_INPUT DATA_
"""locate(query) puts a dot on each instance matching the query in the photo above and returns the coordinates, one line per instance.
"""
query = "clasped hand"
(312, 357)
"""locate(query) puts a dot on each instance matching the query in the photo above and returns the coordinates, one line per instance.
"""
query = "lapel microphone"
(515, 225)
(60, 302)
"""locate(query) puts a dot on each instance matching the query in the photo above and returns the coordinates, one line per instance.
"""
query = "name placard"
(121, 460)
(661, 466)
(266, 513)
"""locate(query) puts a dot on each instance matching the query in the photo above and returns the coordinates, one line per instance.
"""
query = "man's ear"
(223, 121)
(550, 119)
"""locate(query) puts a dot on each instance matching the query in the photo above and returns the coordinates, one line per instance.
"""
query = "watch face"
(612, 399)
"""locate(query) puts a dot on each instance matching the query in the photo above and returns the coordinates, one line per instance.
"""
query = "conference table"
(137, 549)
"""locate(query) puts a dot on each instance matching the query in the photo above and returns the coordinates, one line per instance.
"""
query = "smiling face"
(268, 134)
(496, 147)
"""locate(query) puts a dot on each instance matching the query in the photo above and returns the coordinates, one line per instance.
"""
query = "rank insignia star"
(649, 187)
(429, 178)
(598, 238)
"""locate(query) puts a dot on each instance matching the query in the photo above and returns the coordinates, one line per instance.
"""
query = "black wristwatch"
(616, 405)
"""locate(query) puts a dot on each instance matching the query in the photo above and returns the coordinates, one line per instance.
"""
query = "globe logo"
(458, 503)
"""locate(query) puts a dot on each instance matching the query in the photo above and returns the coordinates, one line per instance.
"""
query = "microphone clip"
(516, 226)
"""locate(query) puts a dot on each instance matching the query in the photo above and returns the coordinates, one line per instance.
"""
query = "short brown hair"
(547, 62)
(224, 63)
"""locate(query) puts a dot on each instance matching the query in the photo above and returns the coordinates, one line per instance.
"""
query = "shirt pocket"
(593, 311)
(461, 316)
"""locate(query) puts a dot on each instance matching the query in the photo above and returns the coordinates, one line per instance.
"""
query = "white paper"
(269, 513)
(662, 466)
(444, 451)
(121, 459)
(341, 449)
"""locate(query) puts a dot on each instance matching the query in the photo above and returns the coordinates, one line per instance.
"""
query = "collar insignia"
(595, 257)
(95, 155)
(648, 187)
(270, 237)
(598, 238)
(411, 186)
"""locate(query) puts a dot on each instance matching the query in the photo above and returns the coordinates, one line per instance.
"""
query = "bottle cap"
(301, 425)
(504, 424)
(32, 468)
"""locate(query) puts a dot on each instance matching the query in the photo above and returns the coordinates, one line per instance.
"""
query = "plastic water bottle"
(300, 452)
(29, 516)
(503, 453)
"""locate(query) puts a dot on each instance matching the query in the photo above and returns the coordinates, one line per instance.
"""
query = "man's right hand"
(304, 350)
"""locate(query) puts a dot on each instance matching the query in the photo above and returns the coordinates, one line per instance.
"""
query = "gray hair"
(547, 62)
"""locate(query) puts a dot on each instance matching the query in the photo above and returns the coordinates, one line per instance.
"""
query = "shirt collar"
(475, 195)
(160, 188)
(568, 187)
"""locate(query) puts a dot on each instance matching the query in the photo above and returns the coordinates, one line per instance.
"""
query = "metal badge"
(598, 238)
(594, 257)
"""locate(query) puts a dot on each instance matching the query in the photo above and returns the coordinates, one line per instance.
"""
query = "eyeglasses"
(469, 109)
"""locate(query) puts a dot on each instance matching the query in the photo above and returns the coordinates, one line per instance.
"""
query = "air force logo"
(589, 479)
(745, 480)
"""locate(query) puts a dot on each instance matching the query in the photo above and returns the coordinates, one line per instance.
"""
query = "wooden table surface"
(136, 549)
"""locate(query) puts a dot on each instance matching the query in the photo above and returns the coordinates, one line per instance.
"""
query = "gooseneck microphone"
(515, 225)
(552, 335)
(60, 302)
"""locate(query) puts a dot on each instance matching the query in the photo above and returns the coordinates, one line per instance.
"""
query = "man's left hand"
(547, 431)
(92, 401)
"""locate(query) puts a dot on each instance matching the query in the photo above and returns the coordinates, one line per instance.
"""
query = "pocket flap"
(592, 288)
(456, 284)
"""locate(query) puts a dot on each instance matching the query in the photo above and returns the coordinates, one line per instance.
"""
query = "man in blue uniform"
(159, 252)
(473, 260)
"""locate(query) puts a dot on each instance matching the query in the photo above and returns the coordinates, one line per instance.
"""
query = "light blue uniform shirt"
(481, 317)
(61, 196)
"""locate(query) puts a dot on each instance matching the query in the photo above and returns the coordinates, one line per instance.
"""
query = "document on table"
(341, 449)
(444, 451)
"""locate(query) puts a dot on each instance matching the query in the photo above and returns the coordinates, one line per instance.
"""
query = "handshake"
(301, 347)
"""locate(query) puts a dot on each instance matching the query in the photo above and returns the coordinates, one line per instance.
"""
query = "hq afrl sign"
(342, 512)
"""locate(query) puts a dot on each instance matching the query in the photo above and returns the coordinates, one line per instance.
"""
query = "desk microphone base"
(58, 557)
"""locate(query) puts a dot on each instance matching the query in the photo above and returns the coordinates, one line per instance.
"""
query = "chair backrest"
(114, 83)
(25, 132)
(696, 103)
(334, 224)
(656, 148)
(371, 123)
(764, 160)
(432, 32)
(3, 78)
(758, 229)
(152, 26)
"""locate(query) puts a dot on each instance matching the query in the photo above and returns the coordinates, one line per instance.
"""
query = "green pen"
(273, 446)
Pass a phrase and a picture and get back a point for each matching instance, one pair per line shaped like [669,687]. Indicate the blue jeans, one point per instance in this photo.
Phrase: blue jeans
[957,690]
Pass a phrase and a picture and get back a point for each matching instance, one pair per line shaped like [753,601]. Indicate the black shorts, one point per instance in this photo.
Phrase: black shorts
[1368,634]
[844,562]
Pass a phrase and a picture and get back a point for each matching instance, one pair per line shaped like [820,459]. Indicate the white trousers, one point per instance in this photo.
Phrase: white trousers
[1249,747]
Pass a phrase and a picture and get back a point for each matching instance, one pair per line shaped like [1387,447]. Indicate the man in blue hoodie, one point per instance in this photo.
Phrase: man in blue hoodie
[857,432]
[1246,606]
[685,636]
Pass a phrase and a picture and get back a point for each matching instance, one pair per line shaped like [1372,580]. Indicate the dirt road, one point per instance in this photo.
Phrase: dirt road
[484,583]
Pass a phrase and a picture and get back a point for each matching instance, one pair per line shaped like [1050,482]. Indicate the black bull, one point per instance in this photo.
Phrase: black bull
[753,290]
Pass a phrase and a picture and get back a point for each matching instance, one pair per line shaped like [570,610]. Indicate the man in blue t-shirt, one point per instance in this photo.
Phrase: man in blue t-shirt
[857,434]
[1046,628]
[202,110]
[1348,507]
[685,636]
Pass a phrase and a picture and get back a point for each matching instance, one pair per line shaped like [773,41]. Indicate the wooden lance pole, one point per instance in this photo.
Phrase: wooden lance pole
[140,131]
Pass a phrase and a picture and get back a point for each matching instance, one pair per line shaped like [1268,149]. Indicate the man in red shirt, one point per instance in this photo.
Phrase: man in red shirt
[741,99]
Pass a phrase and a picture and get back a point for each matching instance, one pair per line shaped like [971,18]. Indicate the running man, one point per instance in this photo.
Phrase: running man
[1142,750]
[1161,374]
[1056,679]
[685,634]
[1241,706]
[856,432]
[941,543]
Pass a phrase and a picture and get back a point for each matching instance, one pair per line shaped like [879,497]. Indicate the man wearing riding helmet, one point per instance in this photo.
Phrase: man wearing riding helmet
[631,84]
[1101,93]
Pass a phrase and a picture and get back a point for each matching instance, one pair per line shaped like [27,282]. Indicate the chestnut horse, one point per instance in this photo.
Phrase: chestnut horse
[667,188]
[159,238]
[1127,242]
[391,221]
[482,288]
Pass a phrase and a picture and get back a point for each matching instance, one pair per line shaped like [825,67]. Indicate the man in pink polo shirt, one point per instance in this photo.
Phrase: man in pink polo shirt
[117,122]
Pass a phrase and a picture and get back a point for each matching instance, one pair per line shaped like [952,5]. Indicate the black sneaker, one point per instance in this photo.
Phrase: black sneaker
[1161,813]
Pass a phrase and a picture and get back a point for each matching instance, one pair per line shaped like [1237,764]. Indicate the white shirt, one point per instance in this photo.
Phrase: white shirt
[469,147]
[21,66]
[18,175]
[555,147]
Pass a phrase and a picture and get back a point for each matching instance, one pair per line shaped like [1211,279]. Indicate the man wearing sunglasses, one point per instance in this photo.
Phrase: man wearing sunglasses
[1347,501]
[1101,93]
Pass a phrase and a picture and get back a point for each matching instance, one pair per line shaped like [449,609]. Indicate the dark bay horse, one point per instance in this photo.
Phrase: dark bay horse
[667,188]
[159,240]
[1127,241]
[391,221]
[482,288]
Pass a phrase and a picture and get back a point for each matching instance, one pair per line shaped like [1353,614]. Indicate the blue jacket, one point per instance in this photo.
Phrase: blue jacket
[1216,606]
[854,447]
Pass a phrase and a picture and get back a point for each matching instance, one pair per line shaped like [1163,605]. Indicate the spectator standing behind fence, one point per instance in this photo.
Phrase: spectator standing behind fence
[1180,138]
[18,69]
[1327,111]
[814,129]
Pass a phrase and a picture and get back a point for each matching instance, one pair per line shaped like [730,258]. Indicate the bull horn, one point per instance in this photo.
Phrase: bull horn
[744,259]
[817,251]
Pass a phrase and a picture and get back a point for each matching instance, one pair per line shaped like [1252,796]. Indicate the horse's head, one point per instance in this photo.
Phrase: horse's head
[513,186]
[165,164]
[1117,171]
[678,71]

_YOUR OBJECTIVE_
Take the line that contains "Phrase: blue jacket" and each line after it down to the last of the records, and retype them exactly; add nothing else.

_YOUR SOLUTION_
Phrase: blue jacket
[1216,606]
[854,447]
Pass a phrase and a picture and get back a point for each matching instance, one pair per line shaped like [1163,605]. Indicate the spectator standing behind fence, one point per instance in this photo.
Phrase: spectator standing behind fence
[1180,138]
[18,69]
[1327,111]
[814,129]
Pass a phrase and a picture and get back a point for each matching instance, one pair per line shaped like [730,258]. Indicate the bull horn, one point per instance in this photo.
Phrase: bull horn
[744,259]
[817,251]
Pass a phrase and a picture and get back a point for each matching instance, one pair per line shaped like [1252,796]. Indicate the horse's head, one point per instance in this photo.
Phrase: horse's head
[513,186]
[165,164]
[1117,171]
[678,71]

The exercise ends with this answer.